* **REQUIRED WORK**:
Beneath this instruction is a block of data; output from it exactly the lines that run from the one containing "[1088, 156]" through the one containing "[1567, 593]", inclusive.

### INFORMATION SUPPLIED ###

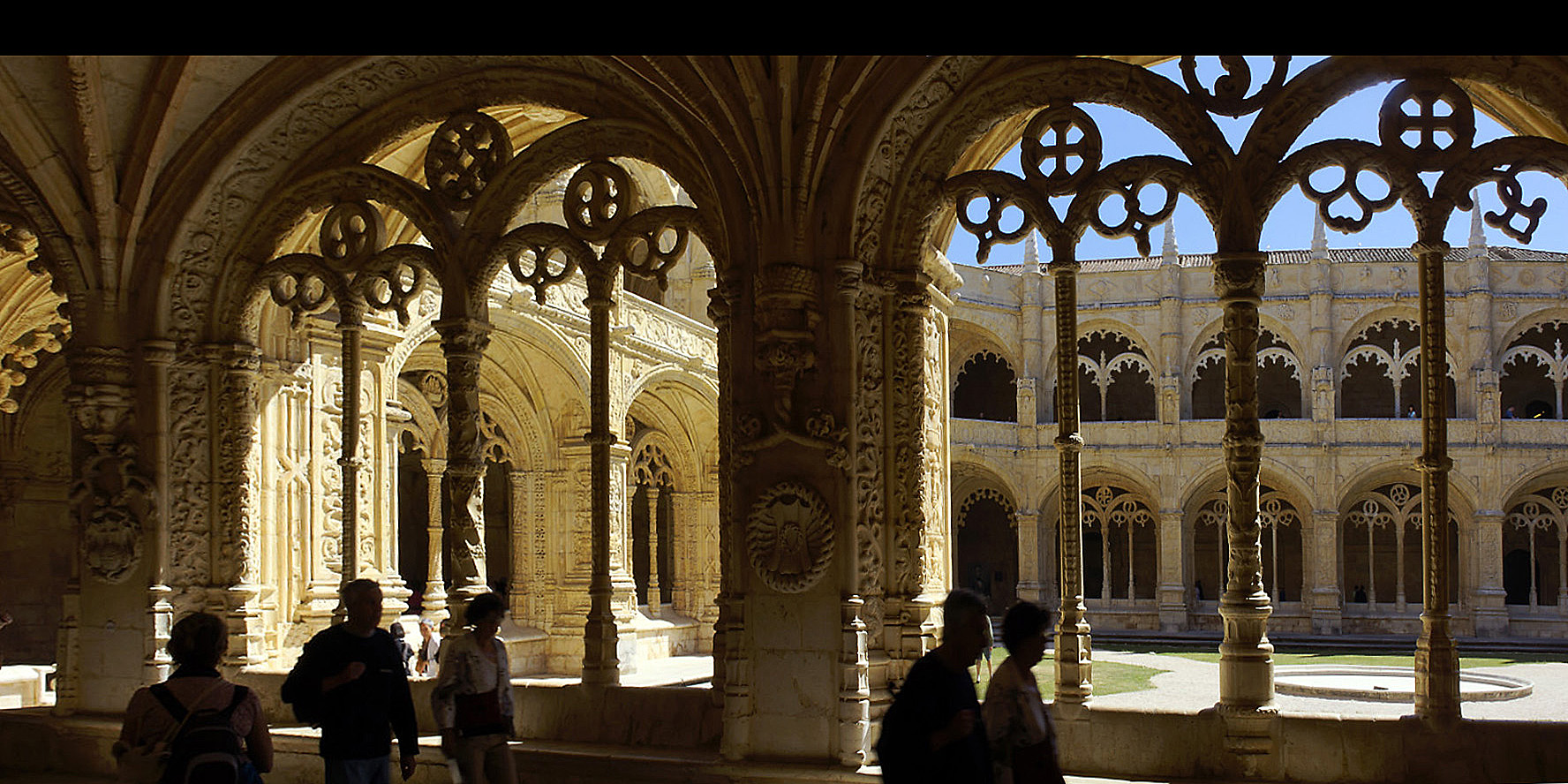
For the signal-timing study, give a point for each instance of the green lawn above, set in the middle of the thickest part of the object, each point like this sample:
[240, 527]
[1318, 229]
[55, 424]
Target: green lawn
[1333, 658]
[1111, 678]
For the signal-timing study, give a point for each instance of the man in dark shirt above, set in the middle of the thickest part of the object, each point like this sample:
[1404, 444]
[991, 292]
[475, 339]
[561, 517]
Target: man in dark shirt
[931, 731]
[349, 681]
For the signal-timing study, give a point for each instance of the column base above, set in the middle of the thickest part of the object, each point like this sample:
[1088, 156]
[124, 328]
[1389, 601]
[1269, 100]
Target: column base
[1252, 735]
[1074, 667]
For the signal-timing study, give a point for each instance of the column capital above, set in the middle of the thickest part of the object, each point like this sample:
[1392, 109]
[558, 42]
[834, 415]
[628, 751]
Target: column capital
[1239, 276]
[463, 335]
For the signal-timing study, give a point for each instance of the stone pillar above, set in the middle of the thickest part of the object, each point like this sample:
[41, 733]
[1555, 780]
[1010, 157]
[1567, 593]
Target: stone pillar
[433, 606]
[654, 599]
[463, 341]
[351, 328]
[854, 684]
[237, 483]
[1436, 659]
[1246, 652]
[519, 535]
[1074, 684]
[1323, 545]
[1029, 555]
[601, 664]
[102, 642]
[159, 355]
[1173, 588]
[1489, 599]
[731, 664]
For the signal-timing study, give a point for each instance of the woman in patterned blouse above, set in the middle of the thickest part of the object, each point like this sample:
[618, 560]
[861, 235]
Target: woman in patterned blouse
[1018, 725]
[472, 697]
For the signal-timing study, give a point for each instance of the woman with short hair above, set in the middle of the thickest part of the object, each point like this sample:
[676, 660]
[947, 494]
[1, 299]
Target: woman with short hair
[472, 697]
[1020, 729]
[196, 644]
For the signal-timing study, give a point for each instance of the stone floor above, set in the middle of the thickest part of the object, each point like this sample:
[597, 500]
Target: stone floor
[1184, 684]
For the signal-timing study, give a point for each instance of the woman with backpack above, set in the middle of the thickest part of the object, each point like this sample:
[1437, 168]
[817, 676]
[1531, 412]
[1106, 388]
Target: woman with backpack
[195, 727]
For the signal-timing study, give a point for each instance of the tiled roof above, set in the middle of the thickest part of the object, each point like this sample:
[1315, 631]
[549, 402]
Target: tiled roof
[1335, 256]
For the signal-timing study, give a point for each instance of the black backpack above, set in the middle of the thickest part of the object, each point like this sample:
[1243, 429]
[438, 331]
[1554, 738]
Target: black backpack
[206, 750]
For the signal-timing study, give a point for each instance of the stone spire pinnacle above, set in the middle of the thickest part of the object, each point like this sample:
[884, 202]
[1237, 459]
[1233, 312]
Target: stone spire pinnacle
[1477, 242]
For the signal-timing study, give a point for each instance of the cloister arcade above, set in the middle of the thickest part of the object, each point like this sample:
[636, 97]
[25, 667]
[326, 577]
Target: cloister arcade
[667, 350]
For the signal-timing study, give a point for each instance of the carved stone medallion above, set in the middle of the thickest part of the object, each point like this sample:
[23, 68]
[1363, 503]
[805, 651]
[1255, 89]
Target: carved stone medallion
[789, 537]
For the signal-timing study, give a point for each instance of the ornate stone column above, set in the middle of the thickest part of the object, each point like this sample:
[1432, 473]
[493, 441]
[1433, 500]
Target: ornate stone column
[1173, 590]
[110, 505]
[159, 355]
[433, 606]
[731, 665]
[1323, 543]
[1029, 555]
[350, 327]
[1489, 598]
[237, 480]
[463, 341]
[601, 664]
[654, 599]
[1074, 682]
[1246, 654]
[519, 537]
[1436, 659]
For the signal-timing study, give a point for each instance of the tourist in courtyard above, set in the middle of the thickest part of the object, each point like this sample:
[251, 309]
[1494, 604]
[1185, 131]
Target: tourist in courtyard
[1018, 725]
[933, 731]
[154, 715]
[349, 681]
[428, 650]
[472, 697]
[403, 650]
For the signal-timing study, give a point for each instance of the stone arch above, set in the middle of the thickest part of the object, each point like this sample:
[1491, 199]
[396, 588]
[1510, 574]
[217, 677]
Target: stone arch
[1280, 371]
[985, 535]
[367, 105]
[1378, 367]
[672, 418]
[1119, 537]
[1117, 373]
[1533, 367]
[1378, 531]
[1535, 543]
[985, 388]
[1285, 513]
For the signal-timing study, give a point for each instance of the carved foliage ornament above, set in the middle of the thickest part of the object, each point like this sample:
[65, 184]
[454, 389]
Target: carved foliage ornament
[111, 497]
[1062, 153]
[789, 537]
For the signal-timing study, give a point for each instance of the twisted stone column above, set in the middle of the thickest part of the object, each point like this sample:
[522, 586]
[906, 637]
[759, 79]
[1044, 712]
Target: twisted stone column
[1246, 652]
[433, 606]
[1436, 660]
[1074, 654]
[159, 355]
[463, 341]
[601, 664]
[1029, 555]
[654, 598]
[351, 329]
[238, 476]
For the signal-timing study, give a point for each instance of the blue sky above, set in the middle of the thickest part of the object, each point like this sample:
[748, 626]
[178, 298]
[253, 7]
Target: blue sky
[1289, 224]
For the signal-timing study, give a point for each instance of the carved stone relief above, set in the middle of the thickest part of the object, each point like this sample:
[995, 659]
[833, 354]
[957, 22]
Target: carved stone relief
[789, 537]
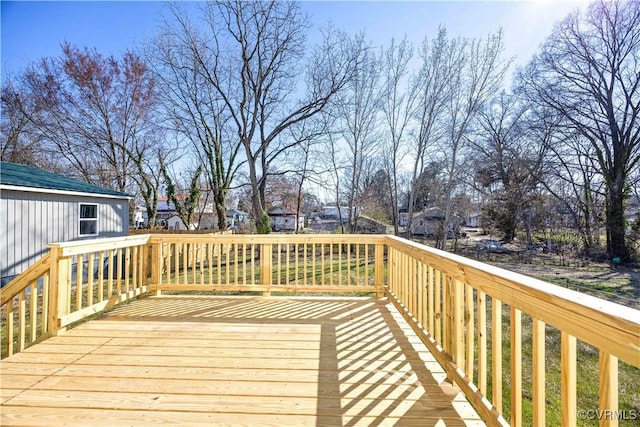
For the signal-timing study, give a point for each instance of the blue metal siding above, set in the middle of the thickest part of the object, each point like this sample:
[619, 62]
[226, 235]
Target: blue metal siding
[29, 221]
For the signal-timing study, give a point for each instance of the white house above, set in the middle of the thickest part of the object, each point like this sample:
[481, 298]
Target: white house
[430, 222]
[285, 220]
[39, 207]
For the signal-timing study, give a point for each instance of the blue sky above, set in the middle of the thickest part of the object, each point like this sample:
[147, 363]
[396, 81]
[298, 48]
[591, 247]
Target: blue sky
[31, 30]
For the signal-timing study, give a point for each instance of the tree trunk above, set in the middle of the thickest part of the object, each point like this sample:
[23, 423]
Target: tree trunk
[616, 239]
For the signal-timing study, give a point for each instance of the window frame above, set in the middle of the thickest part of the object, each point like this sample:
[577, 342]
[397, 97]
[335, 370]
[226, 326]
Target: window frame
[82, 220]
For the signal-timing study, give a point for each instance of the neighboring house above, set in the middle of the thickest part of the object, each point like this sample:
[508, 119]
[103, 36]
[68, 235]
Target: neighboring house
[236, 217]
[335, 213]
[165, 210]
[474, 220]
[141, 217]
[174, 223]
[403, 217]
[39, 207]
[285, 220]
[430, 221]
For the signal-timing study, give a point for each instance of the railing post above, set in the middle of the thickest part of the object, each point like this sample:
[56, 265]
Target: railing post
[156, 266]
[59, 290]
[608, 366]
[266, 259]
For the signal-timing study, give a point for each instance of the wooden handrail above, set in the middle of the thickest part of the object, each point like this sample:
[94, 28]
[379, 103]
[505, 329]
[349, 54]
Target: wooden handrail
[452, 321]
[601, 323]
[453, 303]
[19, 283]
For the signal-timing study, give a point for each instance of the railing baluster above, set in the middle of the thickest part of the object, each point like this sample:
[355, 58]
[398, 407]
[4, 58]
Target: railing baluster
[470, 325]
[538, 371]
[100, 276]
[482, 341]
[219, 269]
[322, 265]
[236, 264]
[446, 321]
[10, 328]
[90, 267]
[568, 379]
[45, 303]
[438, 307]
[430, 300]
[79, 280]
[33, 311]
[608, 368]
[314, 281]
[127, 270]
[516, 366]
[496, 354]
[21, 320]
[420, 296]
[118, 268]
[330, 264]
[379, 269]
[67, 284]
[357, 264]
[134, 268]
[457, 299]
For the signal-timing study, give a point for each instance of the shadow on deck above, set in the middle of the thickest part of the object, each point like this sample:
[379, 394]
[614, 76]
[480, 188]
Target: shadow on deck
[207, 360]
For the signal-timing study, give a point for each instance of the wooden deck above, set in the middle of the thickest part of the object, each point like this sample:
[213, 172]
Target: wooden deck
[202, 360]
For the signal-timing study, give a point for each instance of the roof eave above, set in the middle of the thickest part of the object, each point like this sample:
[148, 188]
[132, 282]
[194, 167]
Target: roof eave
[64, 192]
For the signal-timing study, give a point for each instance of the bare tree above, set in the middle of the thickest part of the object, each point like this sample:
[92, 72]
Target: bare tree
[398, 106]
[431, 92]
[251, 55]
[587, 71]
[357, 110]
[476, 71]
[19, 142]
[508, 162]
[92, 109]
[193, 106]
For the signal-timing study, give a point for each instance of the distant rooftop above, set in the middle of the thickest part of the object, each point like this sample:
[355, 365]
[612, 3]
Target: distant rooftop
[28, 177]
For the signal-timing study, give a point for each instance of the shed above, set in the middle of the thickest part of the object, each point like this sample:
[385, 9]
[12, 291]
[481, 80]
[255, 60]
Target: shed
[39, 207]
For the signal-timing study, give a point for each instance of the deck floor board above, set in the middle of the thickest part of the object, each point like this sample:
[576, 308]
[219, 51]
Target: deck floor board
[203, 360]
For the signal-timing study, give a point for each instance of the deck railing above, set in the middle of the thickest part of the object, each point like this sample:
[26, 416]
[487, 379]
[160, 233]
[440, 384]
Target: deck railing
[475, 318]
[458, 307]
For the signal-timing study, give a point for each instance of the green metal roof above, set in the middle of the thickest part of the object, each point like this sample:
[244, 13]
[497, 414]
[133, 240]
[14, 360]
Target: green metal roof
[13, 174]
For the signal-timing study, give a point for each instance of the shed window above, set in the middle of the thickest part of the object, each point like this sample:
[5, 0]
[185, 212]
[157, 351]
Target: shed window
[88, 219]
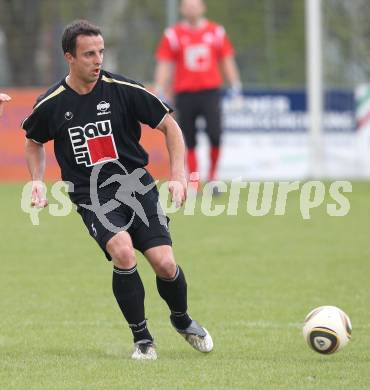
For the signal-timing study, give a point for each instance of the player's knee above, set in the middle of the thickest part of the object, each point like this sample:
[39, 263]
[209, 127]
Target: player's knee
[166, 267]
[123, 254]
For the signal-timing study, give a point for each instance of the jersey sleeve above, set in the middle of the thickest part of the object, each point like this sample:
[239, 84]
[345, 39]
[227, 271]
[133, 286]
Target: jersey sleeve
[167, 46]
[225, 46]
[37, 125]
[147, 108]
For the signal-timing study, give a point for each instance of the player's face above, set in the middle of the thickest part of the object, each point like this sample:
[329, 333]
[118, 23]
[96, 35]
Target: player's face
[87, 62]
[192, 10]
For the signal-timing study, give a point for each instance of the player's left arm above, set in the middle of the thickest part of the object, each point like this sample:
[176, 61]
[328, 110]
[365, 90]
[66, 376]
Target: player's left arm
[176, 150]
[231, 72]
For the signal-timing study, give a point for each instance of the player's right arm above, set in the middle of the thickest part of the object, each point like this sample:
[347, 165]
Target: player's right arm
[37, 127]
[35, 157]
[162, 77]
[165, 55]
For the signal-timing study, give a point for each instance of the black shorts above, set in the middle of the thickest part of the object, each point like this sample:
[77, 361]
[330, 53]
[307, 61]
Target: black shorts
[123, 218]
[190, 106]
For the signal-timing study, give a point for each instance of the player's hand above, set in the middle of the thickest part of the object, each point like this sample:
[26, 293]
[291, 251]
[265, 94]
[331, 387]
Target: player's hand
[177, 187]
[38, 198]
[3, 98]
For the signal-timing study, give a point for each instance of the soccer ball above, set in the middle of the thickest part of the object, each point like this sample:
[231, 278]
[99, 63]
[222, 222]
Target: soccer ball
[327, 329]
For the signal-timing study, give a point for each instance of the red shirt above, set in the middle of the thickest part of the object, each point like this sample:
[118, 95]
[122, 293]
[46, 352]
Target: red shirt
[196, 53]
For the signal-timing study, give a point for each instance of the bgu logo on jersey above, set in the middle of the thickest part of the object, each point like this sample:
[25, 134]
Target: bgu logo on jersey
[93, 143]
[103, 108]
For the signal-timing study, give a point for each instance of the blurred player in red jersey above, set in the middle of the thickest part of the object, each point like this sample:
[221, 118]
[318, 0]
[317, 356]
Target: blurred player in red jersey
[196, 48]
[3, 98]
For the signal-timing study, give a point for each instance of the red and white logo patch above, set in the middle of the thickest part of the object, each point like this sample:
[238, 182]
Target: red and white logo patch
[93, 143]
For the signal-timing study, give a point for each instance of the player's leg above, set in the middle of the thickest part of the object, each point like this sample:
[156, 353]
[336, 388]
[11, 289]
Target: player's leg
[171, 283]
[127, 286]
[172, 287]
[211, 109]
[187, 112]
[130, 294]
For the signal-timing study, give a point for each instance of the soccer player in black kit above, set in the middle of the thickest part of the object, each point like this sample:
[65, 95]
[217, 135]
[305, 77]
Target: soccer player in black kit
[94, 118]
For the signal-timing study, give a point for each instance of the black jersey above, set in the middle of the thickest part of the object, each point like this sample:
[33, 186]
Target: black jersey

###

* **ANSWER SECTION**:
[1088, 156]
[124, 328]
[1389, 601]
[1269, 100]
Target: column base
[1252, 735]
[1074, 667]
For the signal-timing study, give a point for each instance of the column capital above, set in the middle of the thickest part of the object, each point like this sample:
[1392, 109]
[558, 42]
[834, 415]
[628, 751]
Target: column capital
[1239, 276]
[463, 335]
For the signal-timing study, give a point for each instance of the stone pillar above, set in the middle of the thickest part of the object, each point like this sample:
[41, 733]
[1555, 780]
[1010, 157]
[1567, 593]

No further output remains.